Your objective :: Repeat every record below exactly, omitting any pictures.

(Referring expression data)

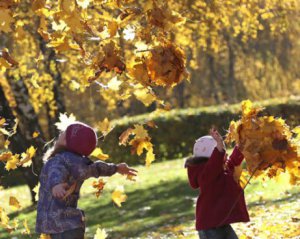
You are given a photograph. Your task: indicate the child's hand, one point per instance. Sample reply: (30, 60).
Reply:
(59, 190)
(220, 143)
(123, 169)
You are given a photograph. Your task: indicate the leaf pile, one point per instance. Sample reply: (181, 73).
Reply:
(266, 142)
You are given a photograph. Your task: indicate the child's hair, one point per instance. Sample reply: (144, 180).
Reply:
(52, 151)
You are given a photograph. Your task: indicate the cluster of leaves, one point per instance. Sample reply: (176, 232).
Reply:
(267, 143)
(140, 141)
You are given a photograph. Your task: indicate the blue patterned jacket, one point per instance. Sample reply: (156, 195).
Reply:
(57, 215)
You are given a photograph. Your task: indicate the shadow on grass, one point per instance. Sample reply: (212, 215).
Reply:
(167, 204)
(153, 209)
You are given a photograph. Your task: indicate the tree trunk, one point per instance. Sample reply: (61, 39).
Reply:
(28, 124)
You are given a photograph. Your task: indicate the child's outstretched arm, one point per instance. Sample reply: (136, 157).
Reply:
(96, 169)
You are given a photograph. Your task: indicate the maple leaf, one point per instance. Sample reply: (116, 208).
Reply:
(14, 202)
(145, 96)
(27, 157)
(65, 121)
(4, 53)
(266, 143)
(35, 134)
(36, 189)
(140, 132)
(45, 236)
(6, 20)
(5, 156)
(13, 162)
(118, 196)
(100, 234)
(114, 84)
(4, 219)
(98, 153)
(150, 157)
(26, 228)
(99, 185)
(104, 126)
(124, 137)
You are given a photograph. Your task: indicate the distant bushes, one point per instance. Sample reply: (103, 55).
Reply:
(178, 129)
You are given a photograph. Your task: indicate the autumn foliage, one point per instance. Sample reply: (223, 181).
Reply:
(266, 142)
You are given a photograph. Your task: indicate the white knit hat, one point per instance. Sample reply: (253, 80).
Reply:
(204, 146)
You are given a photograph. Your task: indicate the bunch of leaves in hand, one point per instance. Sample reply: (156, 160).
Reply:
(266, 142)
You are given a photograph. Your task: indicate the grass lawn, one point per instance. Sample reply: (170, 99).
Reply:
(160, 205)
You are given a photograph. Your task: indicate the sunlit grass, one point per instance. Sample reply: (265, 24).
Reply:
(160, 205)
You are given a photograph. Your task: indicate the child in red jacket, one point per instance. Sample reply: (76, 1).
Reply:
(221, 201)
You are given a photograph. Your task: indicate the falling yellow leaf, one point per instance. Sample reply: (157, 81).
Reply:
(100, 234)
(99, 154)
(150, 157)
(5, 156)
(6, 20)
(114, 84)
(14, 202)
(145, 96)
(130, 178)
(6, 144)
(105, 126)
(27, 157)
(13, 162)
(118, 196)
(140, 132)
(4, 219)
(65, 121)
(35, 134)
(123, 139)
(36, 189)
(26, 228)
(45, 236)
(99, 185)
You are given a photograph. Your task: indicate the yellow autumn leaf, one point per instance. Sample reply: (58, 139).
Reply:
(27, 157)
(36, 189)
(44, 236)
(140, 132)
(118, 196)
(14, 202)
(35, 134)
(13, 162)
(99, 185)
(145, 96)
(100, 234)
(65, 121)
(5, 156)
(6, 20)
(6, 144)
(98, 153)
(4, 219)
(104, 126)
(114, 84)
(266, 142)
(150, 157)
(26, 228)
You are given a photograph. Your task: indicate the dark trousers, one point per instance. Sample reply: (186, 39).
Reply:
(223, 232)
(77, 233)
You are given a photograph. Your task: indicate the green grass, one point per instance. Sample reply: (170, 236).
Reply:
(160, 204)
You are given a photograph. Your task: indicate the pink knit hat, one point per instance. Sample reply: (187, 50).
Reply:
(81, 138)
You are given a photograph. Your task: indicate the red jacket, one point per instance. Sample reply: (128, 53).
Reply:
(221, 200)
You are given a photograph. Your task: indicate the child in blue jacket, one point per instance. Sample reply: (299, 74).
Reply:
(68, 165)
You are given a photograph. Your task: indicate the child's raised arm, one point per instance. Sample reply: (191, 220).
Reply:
(85, 169)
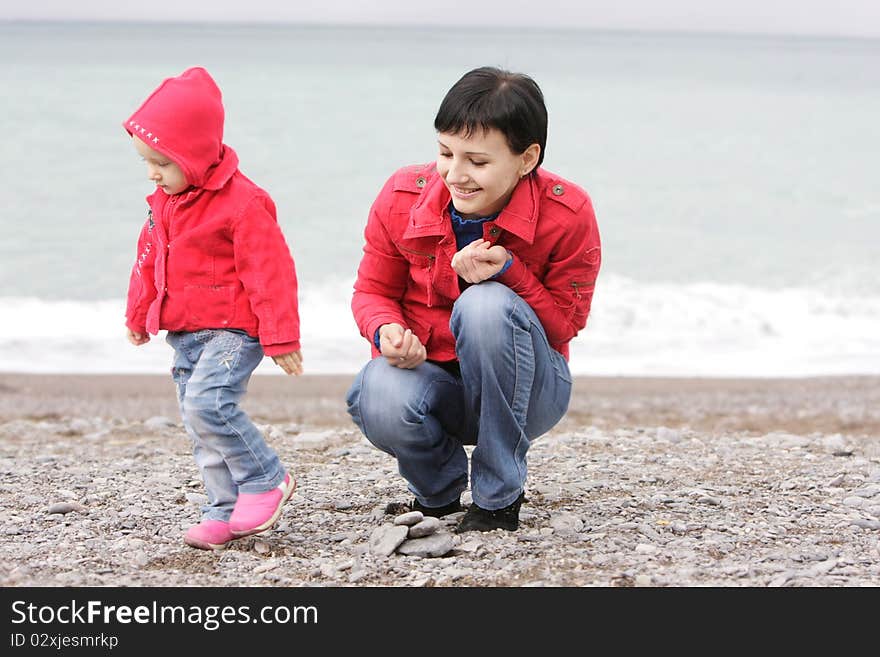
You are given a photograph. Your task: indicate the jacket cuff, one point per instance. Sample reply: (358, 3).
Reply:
(281, 348)
(515, 275)
(377, 322)
(137, 327)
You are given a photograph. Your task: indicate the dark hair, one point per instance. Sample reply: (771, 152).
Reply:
(490, 97)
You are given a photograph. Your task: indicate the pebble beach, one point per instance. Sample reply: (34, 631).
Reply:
(646, 482)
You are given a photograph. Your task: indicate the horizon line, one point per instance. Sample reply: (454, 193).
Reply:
(442, 26)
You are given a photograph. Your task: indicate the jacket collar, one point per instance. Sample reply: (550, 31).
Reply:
(519, 216)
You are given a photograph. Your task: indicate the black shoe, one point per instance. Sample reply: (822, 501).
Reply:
(437, 511)
(483, 520)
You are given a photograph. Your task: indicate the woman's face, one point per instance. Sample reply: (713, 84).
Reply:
(481, 171)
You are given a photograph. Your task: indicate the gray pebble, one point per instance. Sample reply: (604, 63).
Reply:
(385, 539)
(424, 527)
(65, 507)
(435, 545)
(409, 518)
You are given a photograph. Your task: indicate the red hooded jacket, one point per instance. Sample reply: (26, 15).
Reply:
(214, 255)
(406, 274)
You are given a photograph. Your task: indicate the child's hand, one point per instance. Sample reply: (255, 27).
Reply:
(291, 363)
(137, 339)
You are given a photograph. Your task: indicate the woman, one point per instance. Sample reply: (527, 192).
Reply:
(477, 272)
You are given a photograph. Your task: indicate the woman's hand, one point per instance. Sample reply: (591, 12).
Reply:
(401, 346)
(291, 362)
(479, 261)
(137, 339)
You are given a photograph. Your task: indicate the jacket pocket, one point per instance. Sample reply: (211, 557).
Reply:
(421, 267)
(209, 306)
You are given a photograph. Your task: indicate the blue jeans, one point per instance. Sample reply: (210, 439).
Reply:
(211, 369)
(513, 387)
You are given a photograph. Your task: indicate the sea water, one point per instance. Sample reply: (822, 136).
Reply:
(734, 180)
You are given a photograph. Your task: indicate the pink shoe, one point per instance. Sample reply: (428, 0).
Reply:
(209, 535)
(257, 512)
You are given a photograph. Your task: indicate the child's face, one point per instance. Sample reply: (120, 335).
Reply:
(166, 174)
(481, 171)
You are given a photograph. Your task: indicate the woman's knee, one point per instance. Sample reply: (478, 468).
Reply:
(385, 402)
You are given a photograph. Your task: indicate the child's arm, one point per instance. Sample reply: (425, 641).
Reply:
(268, 274)
(291, 363)
(141, 287)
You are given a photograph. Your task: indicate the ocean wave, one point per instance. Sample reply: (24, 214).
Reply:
(635, 329)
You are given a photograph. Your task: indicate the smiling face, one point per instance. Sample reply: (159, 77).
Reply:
(481, 171)
(161, 170)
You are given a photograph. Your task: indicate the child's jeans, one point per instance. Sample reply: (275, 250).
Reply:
(513, 388)
(211, 369)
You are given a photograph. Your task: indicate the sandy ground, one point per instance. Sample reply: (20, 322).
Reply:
(657, 482)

Solution to this problem ::
You are given a photograph. Your task: indicate the child's hand, one point per instance. Sample reply: (30, 60).
Reply:
(59, 190)
(220, 143)
(123, 169)
You are given a photograph. Your task: indicate the leaf pile, one point per instance. Sample reply: (181, 73).
Reply:
(266, 142)
You are given a photograph. Your task: indicate the child's hair, one point per instance. Sample reply: (144, 180).
Reply:
(52, 151)
You are given a photograph. Your task: indicate the cluster of leaves, one point per instance. Sample reply: (176, 232).
Reply:
(267, 143)
(140, 141)
You are given a photograph. Your task: indicate the blue patterned jacket, one point per instance. Sample reply: (156, 195).
Reply:
(57, 215)
You are given a photograph. Your task: indicate the shadow on grass, one point per instance. Sample reply: (212, 215).
Reply:
(167, 204)
(153, 209)
You are given a photograph. Your task: indicate the tree trunk, one point per instance. Sample reply: (61, 39).
Reply:
(28, 124)
You are given a photograph. Your task: indicate the child's outstretched arm, one point per instance. Sample reply: (136, 157).
Reply:
(96, 169)
You are given a photograph. Your task: indicate the maple leaf, one point per instance. Sample reply: (116, 208).
Reply:
(14, 202)
(145, 96)
(27, 157)
(65, 121)
(4, 53)
(266, 143)
(35, 134)
(36, 189)
(140, 132)
(45, 236)
(6, 20)
(5, 156)
(13, 162)
(118, 196)
(100, 234)
(114, 84)
(4, 219)
(98, 153)
(150, 157)
(26, 228)
(99, 185)
(104, 126)
(124, 137)
You are given a photograph. Your task: indicate the distant bushes, one point per instance. Sample reply: (103, 55).
Reply:
(178, 129)
You are given a photograph. Your task: indicate the autumn foliage, one point per instance. Sample reply: (223, 181).
Reply:
(266, 142)
You are given a photograph. Your task: indicate the white knit hat, one point per instance. Sample reply: (253, 80).
Reply:
(204, 146)
You are given a photograph. Your task: indicate the bunch of leaves in hand, one point per instance. Sample reply: (156, 160).
Reply:
(266, 142)
You are given a photograph. Your task: indicate the grass lawn, one point per instance. Sample reply: (170, 99).
Reply:
(160, 205)
You are given a photograph. Your task: indicate the sunlit grass, one point per instance. Sample reply: (265, 24).
Reply:
(160, 205)
You are given a photograph. Your task: indicate the child in red jacket, one point per instance. Sample reply: (76, 1).
Reply:
(221, 201)
You are given a photograph. Your task: indicate the falling yellow leaf, one point per instance. Sample reply: (157, 81).
Reply:
(100, 234)
(99, 154)
(150, 157)
(5, 156)
(6, 20)
(114, 84)
(14, 202)
(145, 96)
(130, 178)
(6, 144)
(105, 126)
(27, 157)
(13, 162)
(118, 196)
(140, 132)
(4, 219)
(65, 121)
(35, 134)
(123, 139)
(36, 189)
(26, 228)
(45, 236)
(99, 185)
You are given a photograph. Your task: indicate the yellow autumn leaf, one point per instance. Sample reply: (58, 139).
Reply:
(27, 157)
(36, 189)
(44, 236)
(140, 132)
(118, 196)
(14, 202)
(35, 134)
(13, 162)
(99, 185)
(145, 96)
(100, 234)
(65, 121)
(5, 156)
(6, 20)
(6, 144)
(98, 153)
(4, 219)
(104, 126)
(114, 84)
(266, 142)
(150, 157)
(26, 228)
You are given a photograph. Your task: indicate the dark trousers, one point per instance. Sample reply: (186, 39).
Reply:
(223, 232)
(77, 233)
You are given a photograph. Your task: indicate the green grass, one point per instance. Sample reply: (170, 236).
Reply:
(160, 204)
You are given a photograph. Your task: indicate the pink knit hat, one point per instance. Sample reply: (187, 50).
Reply:
(81, 138)
You are given a photograph. Your task: indicate the red jacket, one point per instance. Sample reply: (128, 53).
Reply:
(221, 200)
You are given a photograph. Your task: indicate the child in blue jacket, one point per instance. Sample reply: (299, 74).
Reply:
(68, 165)
You are given a photograph. Your task: indicate the child's raised arm, one point per instance. Sample reply: (191, 220).
Reply:
(85, 169)
You are given a photograph. Your task: indicate the jacket cuff, one point per instance. Sample reply: (358, 3).
Reply:
(281, 348)
(515, 275)
(377, 322)
(137, 327)
You are given a photograph. Your task: indicate the dark hair, one point per instance. Sample reply: (771, 152).
Reply:
(490, 97)
You are given a photograph. Your task: indicate the pebble beach, one point per instance. Sample reply: (34, 631).
Reply:
(646, 482)
You are given a photograph. Your task: indicate the horizon line, one point per instance. Sample reply: (454, 193).
Reply:
(442, 26)
You are given a photograph. Your task: indicate the jacket collar, one point per instance. Sample reply: (550, 31).
Reply:
(519, 216)
You are given a photograph. Your task: indicate the black shoe, one point per instance. Sample reply: (822, 501).
Reply:
(437, 511)
(483, 520)
You are given a photograph. Your task: indicate the woman's face, one point per instance. Sample reply: (713, 84).
Reply:
(481, 171)
You are given a photograph. Your task: indicate the gray pebble, one point per instance. Sample reply: (604, 63).
Reply:
(385, 539)
(424, 527)
(65, 507)
(435, 545)
(409, 518)
You are given a photograph. Your task: indicate the red hooded jacket, one point per instance. Sample reply: (26, 15).
Reply:
(214, 255)
(406, 274)
You are given a photograph. Your task: indicate the child's hand, one point per instance. Sample reply: (255, 27).
Reply:
(291, 363)
(137, 339)
You are given a photograph. Your task: indicate the woman, one point per instance. Sample reply: (527, 192).
Reply:
(477, 272)
You are given a photograph. Your task: indicate the woman's hand, one point per instance. Sample reply: (591, 12).
Reply:
(401, 346)
(291, 362)
(479, 261)
(137, 339)
You are given a photograph. Your task: indicate the jacket pocket, one point per instance. Sample reply: (211, 557).
Reply:
(421, 267)
(209, 306)
You are given a photograph. Your task: indicate the blue jeans, one point per instance. Sample reply: (210, 439).
Reply:
(211, 369)
(513, 387)
You are given a photograph. Your task: indicate the sea water, one point per instance. Sample reply: (822, 136).
Reply:
(734, 180)
You are given a photograph. Your task: indicate the pink shoe, one point per instance. Sample reply: (428, 0).
Reply:
(209, 535)
(257, 512)
You are given a photograph. Your task: indicate the child's face, one point per instance. Sample reply: (120, 335).
Reply:
(166, 174)
(481, 171)
You are given a photograph. Your task: indicate the woman's knee, one point per instance. Sample reply: (478, 468).
Reply:
(385, 402)
You are given a photograph. Your task: indicate the child's arm, one point per instance. Sample reply: (425, 641).
Reply:
(268, 274)
(291, 363)
(141, 287)
You are given a photograph. Your task: indicate the ocean wave, one point per instance. Sample reply: (24, 214).
Reply:
(635, 329)
You are given a photograph. Your task: indicate the smiling face, one point per instance. Sample reply: (159, 77).
Reply:
(481, 171)
(161, 170)
You are given a photograph. Your task: indicate the child's jeans, one point per instance. Sample reply: (275, 250).
Reply:
(513, 388)
(211, 369)
You are given a photograph. Your task: indicate the sandy ground, one point per instance. Sample reply: (20, 322).
Reply:
(657, 482)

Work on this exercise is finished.